Excerpts from a dataset

*** Begin section ***

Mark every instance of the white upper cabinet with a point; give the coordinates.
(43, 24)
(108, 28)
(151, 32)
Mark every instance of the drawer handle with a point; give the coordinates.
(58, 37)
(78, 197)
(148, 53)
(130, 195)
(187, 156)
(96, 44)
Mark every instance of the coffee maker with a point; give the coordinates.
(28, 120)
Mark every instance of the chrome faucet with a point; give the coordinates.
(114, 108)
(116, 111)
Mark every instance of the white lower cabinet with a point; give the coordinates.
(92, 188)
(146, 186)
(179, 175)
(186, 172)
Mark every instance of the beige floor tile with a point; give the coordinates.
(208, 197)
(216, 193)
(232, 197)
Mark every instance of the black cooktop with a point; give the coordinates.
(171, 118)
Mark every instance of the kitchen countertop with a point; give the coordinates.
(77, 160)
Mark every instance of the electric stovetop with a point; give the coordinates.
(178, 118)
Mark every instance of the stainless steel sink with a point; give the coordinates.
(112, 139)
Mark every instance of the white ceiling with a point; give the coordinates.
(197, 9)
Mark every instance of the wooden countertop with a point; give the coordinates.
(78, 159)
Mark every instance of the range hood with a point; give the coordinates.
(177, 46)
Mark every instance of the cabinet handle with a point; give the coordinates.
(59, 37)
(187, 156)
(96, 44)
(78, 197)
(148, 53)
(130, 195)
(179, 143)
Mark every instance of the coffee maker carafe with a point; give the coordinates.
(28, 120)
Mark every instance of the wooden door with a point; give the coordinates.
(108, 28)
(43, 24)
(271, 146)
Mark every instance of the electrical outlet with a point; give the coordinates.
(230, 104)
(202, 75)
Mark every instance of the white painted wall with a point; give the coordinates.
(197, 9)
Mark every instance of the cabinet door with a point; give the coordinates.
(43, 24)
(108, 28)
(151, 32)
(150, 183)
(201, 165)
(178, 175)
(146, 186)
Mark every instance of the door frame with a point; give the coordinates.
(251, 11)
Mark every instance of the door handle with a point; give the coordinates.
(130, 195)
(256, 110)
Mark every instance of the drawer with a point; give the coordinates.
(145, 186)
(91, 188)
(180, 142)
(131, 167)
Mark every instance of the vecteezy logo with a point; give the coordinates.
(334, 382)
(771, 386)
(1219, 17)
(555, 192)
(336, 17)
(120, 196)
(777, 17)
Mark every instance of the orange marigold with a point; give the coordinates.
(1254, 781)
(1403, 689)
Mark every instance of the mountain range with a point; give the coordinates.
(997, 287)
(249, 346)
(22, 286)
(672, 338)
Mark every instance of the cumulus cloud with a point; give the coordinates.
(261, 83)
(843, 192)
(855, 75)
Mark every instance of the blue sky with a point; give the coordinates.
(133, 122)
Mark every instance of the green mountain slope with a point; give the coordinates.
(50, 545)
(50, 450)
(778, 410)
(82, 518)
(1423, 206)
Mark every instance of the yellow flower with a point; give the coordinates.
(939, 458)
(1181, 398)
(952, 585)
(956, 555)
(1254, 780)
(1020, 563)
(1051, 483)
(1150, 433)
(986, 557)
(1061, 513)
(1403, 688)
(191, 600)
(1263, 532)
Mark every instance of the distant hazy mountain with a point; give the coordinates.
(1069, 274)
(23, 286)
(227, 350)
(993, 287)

*** End section ***

● **THE PROBLEM**:
Each entry above needs to be retyped exactly as it appears.

● **SOLUTION**:
Mark every instance of the white upper cabinet with a point; give the coordinates.
(43, 24)
(108, 28)
(151, 32)
Mark every instance of the drawer handle with a point; give the coordinates.
(58, 37)
(78, 197)
(148, 53)
(130, 195)
(187, 156)
(96, 44)
Mark every instance of the coffee maker with a point; give the coordinates.
(28, 120)
Mark every instance of the chrome faucet with a point; give the coordinates.
(114, 108)
(116, 111)
Mark every instance of the white lower cabinet with a point; give the coordinates.
(92, 188)
(146, 186)
(179, 175)
(186, 172)
Mark every instance of the beige floor tile with a point; give the coordinates.
(208, 197)
(216, 193)
(232, 197)
Mark every instance of the black cooktop with a point; give the coordinates.
(171, 118)
Mark every instance of the kitchen countertop with a point; give the coordinates.
(77, 160)
Mark every instance of the electric stovetop with a point; give the coordinates.
(178, 118)
Mark every instance of the stainless steel sink with a point; give the coordinates.
(112, 139)
Mark every instance of the white ceiling with a point; give the coordinates.
(197, 9)
Mark every instance of the wooden countertop with a point; give the coordinates.
(78, 159)
Mark every instance of the range hood with a point; give the coordinates.
(177, 46)
Mark every instance of the cabinet handle with a point; give the coordinates.
(59, 37)
(187, 156)
(96, 44)
(78, 197)
(148, 53)
(130, 195)
(179, 143)
Mark every instance of the coffee maker carafe with a point; give the coordinates.
(28, 120)
Mark every instance of the wooden door with a point; give the coordinates.
(108, 28)
(43, 24)
(271, 146)
Mark every instance of the electrical outlet with a point; give the coordinates.
(230, 104)
(202, 75)
Mark every instance of the white painted wall with a point; give the coordinates.
(197, 9)
Mark every instance of the cabinet door with a point; give the coordinates.
(43, 24)
(108, 28)
(151, 32)
(150, 183)
(201, 165)
(178, 175)
(146, 186)
Mark every instance of the door frame with a point; give the coordinates.
(251, 11)
Mark every instance of the door handle with a point; give the coordinates.
(130, 195)
(256, 110)
Mark every instance of the drawer with a point; give the coordinates.
(145, 186)
(91, 188)
(180, 142)
(131, 167)
Mark every instance of the vecteezy logo with a point; give the coordinates.
(334, 382)
(771, 386)
(1219, 17)
(555, 192)
(336, 17)
(120, 196)
(777, 17)
Mark every instance of the orange marigold with a point; give the coordinates.
(1254, 781)
(1403, 689)
Mark every instance of the mountain range with a point; give the coordinates.
(997, 287)
(249, 346)
(22, 286)
(672, 338)
Mark every instance of the cumulus cloud with a point; give the coordinates.
(261, 83)
(843, 192)
(855, 75)
Mark every instance of the blue sky with a point; give the coordinates.
(133, 122)
Mark every instance of the green mountain slope with a point; give the coordinates.
(50, 545)
(50, 450)
(778, 410)
(82, 518)
(1423, 206)
Mark every instance of the yellow flower with a point; give the coordinates.
(939, 458)
(1181, 398)
(952, 585)
(956, 555)
(1254, 780)
(1020, 563)
(1051, 483)
(1150, 433)
(986, 557)
(1061, 513)
(1403, 688)
(191, 600)
(1263, 532)
Mark every instance of the distant hazy mountain with a point; give the coordinates.
(1069, 274)
(23, 286)
(227, 350)
(993, 287)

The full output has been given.